=== Aim of the task ===
Rewrite the lines below as a Markdown table with two columns, Number and Line, giving each line a numbered row and skipping blank lines. Leave the pictures out of your answer.

** START Material for this exercise **

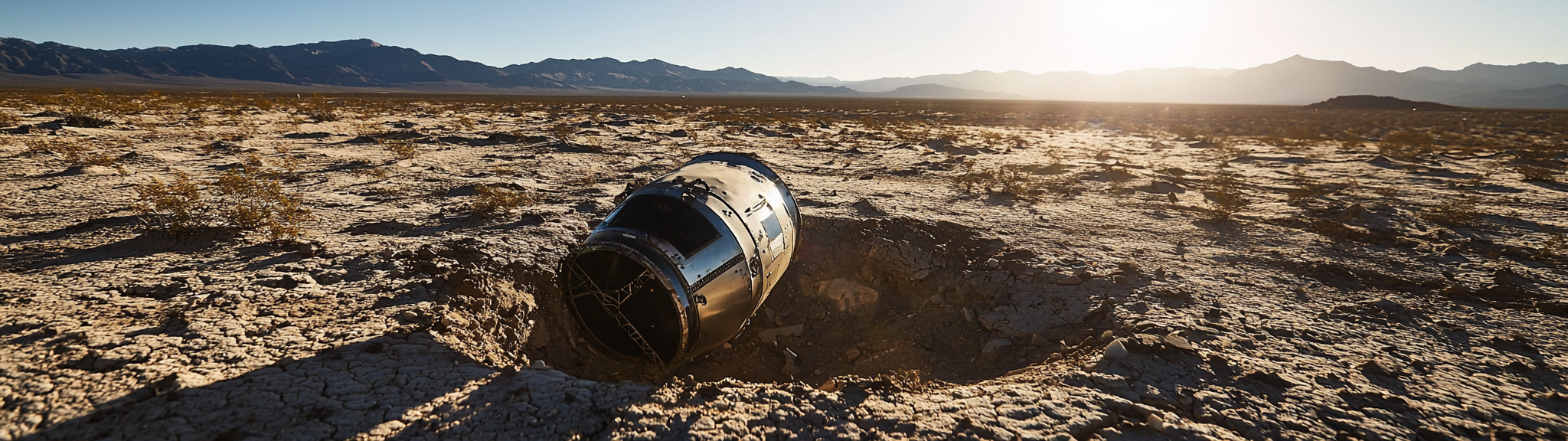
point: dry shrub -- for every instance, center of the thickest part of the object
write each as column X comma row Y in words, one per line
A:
column 91, row 109
column 1225, row 195
column 1307, row 191
column 400, row 149
column 1457, row 212
column 175, row 206
column 318, row 109
column 1537, row 173
column 1556, row 243
column 74, row 154
column 1406, row 145
column 492, row 201
column 1001, row 179
column 256, row 201
column 1225, row 151
column 564, row 132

** END Material for this exercise **

=== Solved problem ===
| Number | Line |
|---|---|
| 1 | point: dry shrub -- for every instance, center of the thickest part of the object |
| 2 | write each as column X comma row Y in words, one per line |
| 3 | A: |
| 4 | column 91, row 109 |
| 5 | column 1225, row 195 |
| 6 | column 1307, row 191 |
| 7 | column 400, row 149 |
| 8 | column 1457, row 212 |
| 9 | column 175, row 206 |
| 10 | column 318, row 109 |
| 11 | column 1537, row 173 |
| 12 | column 1556, row 243 |
| 13 | column 74, row 154 |
| 14 | column 1406, row 145 |
| 15 | column 492, row 201 |
| 16 | column 1001, row 179 |
| 17 | column 256, row 201 |
| 18 | column 1225, row 151 |
| 19 | column 564, row 132 |